---------- Material

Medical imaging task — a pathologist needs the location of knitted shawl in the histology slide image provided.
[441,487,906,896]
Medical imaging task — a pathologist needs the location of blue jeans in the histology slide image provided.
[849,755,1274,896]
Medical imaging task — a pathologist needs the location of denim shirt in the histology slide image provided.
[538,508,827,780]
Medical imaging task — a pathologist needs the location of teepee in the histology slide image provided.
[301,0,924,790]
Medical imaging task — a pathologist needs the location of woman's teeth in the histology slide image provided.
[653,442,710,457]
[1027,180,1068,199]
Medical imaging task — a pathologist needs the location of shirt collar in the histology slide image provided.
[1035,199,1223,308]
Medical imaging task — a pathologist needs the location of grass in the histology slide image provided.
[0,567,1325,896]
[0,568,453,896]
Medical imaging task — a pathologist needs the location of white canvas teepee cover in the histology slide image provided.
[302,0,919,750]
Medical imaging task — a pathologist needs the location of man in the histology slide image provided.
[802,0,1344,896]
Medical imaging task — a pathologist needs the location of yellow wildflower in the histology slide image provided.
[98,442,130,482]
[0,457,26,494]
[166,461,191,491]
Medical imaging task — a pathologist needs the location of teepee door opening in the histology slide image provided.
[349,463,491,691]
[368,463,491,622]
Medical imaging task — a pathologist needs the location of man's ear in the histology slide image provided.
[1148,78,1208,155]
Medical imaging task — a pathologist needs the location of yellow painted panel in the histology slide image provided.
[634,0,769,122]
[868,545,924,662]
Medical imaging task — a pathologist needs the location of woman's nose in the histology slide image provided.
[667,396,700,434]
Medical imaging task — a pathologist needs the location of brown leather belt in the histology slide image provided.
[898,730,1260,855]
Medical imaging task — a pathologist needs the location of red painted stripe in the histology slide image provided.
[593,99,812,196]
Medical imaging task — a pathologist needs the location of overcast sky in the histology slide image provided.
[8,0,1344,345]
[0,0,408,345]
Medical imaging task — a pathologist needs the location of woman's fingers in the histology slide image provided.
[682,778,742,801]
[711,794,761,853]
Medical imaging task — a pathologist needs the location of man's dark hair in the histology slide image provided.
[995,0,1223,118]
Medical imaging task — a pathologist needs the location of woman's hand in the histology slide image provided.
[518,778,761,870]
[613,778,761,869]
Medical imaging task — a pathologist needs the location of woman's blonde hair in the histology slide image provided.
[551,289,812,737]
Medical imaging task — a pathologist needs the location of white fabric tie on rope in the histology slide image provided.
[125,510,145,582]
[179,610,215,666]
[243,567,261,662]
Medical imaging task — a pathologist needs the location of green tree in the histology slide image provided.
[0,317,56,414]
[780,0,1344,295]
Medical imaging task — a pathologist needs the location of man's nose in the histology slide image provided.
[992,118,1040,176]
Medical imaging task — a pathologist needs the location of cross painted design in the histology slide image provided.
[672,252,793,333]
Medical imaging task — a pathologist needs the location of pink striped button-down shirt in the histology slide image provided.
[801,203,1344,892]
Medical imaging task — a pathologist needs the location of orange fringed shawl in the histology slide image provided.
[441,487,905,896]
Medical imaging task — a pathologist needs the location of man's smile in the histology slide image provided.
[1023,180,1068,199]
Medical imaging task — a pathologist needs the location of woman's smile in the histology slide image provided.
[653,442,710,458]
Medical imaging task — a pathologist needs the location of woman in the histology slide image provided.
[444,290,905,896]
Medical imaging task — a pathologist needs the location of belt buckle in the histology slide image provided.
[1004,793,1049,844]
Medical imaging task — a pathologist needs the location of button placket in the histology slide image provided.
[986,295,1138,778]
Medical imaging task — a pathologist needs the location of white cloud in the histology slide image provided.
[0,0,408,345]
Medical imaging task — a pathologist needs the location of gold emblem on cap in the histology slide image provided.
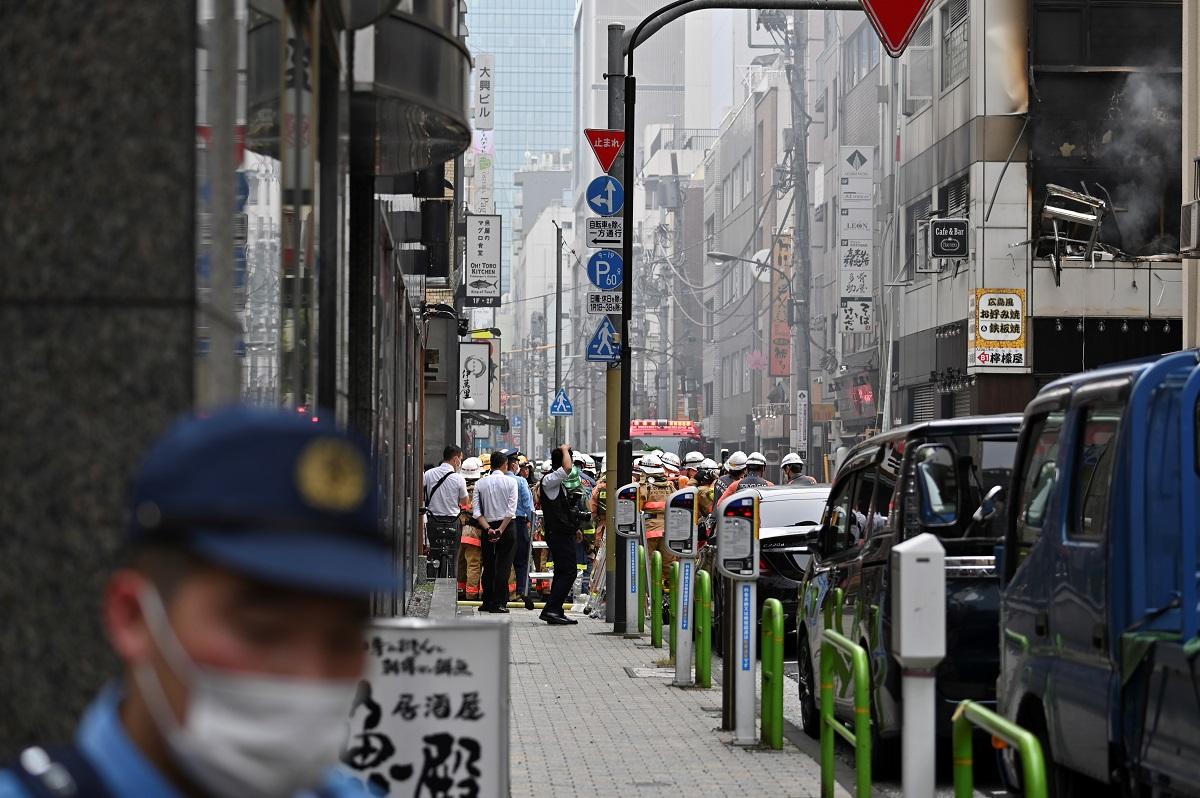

--------------------

### Exercise details
Copy all of the records above line for line, without any changes, and leave out the pictures.

### Output of the exercise
Medical imaging task — a pathologist needs the location of knitted shawl in the histology slide image provided.
[441,487,906,896]
Medical imaging task — a pathologist needs the location of blue jeans in the histology slide image provided.
[849,755,1274,896]
Medical imaging task — a pathologist needs the location of denim shirt in the histology slide image provided.
[538,508,827,780]
Medical imaging task — a pathologist needs the location of teepee in the histology slide image provided.
[301,0,924,790]
Medical imaging task — a pathologist needs the location of woman's teeth in the histology slide image provided.
[653,442,710,457]
[1027,180,1068,199]
Medical imaging task — a pathologist needs the location of shirt collar in the histology slide image provided.
[1035,199,1223,308]
Medical imaging task — a pathologist needs the location of grass in the histology slide image provided.
[0,567,1325,896]
[0,568,453,896]
Medical imaging task — a pathologist needs the location of white canvas teepee cover in the histology slide image provided.
[302,0,919,750]
Medical imaging task — a pathologist needs the location of man in the histology slide image provided.
[802,0,1344,896]
Medical imaging task — a pathologist needs the location of yellow wildflower in the histology slide image provided.
[98,442,130,482]
[0,457,26,494]
[166,461,191,491]
Medical imaging task — a pathologist needs the location of teepee door opening in the histology slide image provided.
[349,463,491,691]
[368,463,491,622]
Medical imaging task — a pathologist needs the location of man's ear in the histology slide image provided.
[1148,78,1208,155]
Medical imaging task — a pathologist needs the location of yellow painted panel in the histology slide image provided.
[634,0,769,122]
[868,545,924,662]
Medical imaging task — a pathologist needs the location of woman's nose in the histology slide image provided.
[667,396,700,434]
Medical imaging task — a pathologist needs the location of brown leather belt in the histology slide image provided.
[898,730,1260,855]
Medical imaging task — a pathologist needs the location of red painted stripe in the histology slide image provided.
[593,99,812,196]
Medical imaging task — a pathologist needs the location of overcast sky in the histology slide image provided.
[8,0,1344,345]
[0,0,408,345]
Medical imaging task — a pathologist needs the location of woman's fingers in the histology slide image provided.
[682,778,742,801]
[711,794,761,853]
Medical imaging task — a pathologist needs the location of man's dark hair in the histology slide image provided.
[995,0,1223,118]
Medical imaging task — a pathologist needs the location of woman's hand in the histology slide image provided.
[518,778,761,870]
[613,778,761,869]
Medical imaging task — a pathologist needs the location of woman's blonde hair in the histology slide image provided.
[551,289,812,737]
Medical imaging task — a pathologist needs the location of white fabric tie on rope in the histology slide image provided.
[125,510,145,582]
[179,610,215,666]
[243,567,261,662]
Medical imaging task — a pathologist needs the location of green tree in the histology slide image provided.
[0,317,56,414]
[780,0,1344,295]
Medical imaging task — a pathologist needs the location of man's nose in the histology slide image provided.
[992,118,1040,176]
Medical imaging task — a pathologist needs the location of cross painted design in the histology slide image provided.
[672,252,793,333]
Medical imaging task — a pathologist needs the location of pink striped button-down shirt in the histology slide image provided.
[801,203,1344,892]
Medical imaging task — a pathologist needs the location of orange fringed shawl in the histology slide image provided.
[441,487,905,896]
Medical imaging task — a pathologist needs the location of man's smile in the histology slide image provided.
[1023,180,1068,199]
Medical imaging task — a pathologist needs the location of woman's smile in the histology slide image provided.
[653,442,710,458]
Medical imaging task — a pathologist needs the location of woman in the histology slide image provided.
[444,290,905,896]
Medical imaging task — a pathologist needs the location of belt buckle in the histology slide image provided.
[1004,793,1049,844]
Medical imaging task — a pathologist needs the location of button placket in the histology slide image provided.
[986,295,1138,778]
Medical imaging task — a pathologist needs the location of white cloud in the histology slide image provided.
[0,0,408,345]
Medical imaging task — a pathologist needs the location of gold emblem on cap in the histology slide image provided.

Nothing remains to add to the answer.